DIRECTIONS:
Transcribe the data exactly, stopping after the "# test: mark the blue" line.

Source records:
[Start of Attachment]
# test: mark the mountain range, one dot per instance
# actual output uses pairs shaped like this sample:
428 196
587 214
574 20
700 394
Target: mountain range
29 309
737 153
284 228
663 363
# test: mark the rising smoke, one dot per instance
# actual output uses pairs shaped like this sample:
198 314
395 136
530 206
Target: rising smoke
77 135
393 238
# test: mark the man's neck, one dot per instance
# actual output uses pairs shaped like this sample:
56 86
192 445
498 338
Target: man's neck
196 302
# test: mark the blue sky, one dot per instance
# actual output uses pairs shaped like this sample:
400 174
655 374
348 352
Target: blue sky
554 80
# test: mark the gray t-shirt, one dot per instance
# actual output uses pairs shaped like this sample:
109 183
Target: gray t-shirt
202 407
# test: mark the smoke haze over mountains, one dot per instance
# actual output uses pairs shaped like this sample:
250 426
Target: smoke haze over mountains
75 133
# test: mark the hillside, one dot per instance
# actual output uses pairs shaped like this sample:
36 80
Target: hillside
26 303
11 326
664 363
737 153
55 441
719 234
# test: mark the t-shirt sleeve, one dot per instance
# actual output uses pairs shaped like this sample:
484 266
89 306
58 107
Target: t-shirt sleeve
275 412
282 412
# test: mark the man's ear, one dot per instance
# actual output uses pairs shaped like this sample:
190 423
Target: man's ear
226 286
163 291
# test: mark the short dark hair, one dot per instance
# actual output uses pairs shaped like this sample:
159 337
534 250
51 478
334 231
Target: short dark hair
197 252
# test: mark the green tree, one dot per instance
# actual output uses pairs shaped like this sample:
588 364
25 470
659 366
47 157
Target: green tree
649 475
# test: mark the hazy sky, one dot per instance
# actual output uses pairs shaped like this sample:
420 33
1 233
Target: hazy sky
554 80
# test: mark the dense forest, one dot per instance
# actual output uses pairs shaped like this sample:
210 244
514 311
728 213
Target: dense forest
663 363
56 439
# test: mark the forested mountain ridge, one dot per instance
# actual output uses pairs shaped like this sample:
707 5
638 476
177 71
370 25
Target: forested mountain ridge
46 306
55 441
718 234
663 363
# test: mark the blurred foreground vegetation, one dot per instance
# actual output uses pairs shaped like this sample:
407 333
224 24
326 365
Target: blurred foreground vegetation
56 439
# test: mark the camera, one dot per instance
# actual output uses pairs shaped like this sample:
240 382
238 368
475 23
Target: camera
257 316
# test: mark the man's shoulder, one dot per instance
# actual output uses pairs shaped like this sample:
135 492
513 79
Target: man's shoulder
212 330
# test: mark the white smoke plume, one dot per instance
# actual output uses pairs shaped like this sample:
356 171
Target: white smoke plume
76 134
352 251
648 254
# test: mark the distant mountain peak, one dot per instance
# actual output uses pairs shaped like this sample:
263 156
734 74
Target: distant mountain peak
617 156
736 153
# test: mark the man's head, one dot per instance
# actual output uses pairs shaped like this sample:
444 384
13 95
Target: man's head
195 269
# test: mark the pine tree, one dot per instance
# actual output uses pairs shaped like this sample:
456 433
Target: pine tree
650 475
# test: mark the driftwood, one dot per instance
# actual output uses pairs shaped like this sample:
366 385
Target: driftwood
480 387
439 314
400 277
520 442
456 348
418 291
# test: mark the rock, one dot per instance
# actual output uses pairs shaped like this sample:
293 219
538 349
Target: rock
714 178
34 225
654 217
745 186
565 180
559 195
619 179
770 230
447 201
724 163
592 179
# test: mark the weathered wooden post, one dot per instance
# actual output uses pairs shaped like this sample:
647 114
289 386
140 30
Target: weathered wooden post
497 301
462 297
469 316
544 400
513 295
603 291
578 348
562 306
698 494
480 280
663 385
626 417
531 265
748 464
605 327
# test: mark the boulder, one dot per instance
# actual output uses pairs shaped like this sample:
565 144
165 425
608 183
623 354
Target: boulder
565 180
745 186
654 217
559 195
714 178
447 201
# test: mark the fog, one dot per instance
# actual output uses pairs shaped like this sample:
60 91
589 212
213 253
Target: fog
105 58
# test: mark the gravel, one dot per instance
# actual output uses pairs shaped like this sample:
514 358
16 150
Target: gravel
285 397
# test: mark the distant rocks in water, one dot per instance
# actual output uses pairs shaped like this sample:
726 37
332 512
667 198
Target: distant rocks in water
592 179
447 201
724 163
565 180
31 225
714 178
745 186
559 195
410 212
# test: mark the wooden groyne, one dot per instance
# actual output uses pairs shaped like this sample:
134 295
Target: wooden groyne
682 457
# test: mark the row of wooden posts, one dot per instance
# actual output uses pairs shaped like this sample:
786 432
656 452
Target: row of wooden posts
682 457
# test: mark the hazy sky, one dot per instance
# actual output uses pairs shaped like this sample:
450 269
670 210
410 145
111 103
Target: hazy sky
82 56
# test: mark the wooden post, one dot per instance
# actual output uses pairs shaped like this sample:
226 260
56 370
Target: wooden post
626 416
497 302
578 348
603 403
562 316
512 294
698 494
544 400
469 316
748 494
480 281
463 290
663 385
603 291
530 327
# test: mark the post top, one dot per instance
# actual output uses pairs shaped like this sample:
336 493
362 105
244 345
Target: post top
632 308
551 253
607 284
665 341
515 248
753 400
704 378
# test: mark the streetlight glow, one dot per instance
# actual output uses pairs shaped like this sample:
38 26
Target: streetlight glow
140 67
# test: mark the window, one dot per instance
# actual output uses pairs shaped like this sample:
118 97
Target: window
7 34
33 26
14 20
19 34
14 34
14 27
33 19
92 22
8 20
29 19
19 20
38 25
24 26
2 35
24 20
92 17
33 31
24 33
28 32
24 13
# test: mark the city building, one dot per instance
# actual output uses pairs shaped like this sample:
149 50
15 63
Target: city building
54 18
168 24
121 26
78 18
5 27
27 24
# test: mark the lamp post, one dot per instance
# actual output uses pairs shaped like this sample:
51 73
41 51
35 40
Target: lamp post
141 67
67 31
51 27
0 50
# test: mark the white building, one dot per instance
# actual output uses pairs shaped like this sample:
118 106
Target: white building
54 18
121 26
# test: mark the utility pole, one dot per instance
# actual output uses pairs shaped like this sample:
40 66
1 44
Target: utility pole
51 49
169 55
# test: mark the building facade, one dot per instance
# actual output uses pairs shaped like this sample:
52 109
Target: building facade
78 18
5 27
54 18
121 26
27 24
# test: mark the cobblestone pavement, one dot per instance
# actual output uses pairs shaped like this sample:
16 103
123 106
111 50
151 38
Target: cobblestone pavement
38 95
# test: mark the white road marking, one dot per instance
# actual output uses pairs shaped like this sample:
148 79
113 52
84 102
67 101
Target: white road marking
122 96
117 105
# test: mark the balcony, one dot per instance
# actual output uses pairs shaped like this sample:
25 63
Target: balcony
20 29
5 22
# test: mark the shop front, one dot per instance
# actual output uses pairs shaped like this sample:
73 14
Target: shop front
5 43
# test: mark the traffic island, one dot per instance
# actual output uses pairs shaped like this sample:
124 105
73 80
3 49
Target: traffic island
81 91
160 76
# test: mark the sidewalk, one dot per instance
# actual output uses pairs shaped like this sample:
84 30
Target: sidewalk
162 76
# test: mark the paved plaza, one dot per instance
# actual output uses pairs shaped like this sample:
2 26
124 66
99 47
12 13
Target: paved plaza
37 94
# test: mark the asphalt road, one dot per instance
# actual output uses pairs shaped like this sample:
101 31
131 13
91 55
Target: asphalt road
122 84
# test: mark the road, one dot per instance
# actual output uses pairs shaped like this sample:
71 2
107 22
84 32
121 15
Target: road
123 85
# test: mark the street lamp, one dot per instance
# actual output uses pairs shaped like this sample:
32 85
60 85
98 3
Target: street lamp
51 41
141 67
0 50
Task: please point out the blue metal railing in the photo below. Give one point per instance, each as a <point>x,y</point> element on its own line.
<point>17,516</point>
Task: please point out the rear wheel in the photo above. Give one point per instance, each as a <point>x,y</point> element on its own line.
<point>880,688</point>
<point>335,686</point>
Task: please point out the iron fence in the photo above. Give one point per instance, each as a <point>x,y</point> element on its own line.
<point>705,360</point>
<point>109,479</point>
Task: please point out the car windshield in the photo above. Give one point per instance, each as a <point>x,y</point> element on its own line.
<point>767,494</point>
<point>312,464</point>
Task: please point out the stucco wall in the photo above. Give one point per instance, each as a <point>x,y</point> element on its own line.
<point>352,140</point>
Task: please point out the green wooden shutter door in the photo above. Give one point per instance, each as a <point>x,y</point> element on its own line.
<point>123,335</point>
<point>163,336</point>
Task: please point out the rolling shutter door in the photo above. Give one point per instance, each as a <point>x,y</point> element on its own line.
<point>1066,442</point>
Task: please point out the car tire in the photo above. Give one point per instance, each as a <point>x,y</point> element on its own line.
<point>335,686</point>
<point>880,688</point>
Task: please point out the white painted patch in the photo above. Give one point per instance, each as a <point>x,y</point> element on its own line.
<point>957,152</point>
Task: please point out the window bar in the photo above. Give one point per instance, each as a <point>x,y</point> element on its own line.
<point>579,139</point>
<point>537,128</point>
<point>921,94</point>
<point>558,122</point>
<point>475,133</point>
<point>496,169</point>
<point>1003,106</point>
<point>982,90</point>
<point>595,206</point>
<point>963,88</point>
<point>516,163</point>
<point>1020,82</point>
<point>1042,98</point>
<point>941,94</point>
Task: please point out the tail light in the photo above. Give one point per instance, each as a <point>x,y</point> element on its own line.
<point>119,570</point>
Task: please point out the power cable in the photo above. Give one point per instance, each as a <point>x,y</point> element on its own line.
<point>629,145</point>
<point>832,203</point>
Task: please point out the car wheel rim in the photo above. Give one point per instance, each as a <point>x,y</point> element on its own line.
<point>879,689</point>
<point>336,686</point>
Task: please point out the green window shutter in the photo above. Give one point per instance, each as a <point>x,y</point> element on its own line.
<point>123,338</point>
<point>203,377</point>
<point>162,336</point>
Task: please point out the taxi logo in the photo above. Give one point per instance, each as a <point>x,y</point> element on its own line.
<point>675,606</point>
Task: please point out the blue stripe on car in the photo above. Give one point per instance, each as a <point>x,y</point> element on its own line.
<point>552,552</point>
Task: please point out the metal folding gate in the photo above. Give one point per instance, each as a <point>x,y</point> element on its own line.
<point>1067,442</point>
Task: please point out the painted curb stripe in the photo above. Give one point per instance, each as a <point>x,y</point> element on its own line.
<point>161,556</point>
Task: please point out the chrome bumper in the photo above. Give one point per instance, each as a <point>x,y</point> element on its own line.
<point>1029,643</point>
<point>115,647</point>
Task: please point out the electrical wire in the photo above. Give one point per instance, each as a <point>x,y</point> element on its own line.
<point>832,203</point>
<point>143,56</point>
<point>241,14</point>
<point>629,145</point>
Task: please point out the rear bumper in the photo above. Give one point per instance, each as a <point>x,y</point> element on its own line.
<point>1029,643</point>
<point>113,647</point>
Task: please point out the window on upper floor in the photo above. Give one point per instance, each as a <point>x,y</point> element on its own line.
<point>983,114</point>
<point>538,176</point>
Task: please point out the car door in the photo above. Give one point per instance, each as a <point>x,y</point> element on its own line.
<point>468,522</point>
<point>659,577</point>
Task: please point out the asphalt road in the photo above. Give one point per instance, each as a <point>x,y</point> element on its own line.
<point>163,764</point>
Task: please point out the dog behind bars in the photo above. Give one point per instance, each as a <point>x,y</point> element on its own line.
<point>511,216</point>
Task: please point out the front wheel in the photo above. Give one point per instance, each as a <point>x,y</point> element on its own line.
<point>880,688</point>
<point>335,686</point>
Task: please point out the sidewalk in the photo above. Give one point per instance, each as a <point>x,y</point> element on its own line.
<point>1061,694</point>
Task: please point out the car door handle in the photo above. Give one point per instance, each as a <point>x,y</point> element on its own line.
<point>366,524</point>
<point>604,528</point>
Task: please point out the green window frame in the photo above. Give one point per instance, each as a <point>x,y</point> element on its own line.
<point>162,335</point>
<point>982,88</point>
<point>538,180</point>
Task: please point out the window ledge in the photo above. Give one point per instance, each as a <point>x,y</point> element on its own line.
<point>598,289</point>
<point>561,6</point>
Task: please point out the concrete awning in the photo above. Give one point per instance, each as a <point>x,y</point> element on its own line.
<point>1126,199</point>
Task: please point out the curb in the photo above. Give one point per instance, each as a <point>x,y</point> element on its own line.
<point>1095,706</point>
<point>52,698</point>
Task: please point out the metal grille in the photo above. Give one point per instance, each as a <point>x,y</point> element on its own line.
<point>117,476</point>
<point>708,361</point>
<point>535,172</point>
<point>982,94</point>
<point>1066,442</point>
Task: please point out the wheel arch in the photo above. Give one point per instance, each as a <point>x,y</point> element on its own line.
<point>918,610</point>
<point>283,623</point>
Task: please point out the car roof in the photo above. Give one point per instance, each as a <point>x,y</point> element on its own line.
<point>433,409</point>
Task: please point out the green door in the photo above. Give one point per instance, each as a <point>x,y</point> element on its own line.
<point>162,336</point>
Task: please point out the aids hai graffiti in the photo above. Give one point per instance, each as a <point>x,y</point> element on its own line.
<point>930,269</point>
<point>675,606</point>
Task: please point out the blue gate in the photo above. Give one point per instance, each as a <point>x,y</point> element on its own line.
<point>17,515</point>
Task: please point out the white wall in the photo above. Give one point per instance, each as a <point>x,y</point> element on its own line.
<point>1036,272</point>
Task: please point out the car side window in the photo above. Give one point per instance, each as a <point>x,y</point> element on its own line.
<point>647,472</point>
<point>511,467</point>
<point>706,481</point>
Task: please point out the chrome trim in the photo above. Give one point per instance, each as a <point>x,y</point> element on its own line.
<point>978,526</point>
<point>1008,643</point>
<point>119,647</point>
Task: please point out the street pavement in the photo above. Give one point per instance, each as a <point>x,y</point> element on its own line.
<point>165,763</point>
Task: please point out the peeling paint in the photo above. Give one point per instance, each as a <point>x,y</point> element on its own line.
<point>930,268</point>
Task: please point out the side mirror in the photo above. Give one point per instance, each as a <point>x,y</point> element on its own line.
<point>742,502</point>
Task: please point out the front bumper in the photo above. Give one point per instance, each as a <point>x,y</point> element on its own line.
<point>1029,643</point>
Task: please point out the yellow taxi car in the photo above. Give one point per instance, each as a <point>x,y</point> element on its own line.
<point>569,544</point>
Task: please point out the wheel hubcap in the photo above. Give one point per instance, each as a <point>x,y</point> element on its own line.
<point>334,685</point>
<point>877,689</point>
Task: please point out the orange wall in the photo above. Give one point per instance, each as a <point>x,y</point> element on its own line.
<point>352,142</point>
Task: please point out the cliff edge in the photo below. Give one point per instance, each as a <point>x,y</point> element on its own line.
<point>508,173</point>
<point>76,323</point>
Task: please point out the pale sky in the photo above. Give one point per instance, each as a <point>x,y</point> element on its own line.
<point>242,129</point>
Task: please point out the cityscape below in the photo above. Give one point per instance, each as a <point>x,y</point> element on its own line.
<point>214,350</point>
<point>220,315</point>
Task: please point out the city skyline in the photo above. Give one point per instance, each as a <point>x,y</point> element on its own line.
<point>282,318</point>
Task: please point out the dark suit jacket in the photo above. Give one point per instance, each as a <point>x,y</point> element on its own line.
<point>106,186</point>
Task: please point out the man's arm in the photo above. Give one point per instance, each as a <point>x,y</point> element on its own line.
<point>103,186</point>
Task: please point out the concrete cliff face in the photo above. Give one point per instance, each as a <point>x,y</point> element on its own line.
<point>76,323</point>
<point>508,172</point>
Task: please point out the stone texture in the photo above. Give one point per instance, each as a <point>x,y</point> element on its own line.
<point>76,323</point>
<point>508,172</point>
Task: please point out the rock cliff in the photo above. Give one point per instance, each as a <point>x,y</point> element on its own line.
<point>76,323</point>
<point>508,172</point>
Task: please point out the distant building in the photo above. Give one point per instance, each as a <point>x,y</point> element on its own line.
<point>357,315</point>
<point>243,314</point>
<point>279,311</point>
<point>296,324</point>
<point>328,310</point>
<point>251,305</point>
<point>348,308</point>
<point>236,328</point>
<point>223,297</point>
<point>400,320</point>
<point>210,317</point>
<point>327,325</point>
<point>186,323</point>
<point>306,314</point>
[End of Attachment]
TASK RESULT:
# test: mark the mountain range, one dot per instance
# actual output uses pairs shaped like this sample:
428 196
587 214
574 20
700 394
Target: mountain range
29 309
737 153
284 228
663 363
# test: mark the rising smoke, one dot per instance
# actual output uses pairs shaped like this sample:
198 314
395 136
530 206
Target: rising smoke
77 135
393 238
# test: mark the man's neck, one dot per instance
# actual output uses pairs shaped like this sample:
56 86
192 445
498 338
Target: man's neck
196 302
# test: mark the blue sky, one dot per instance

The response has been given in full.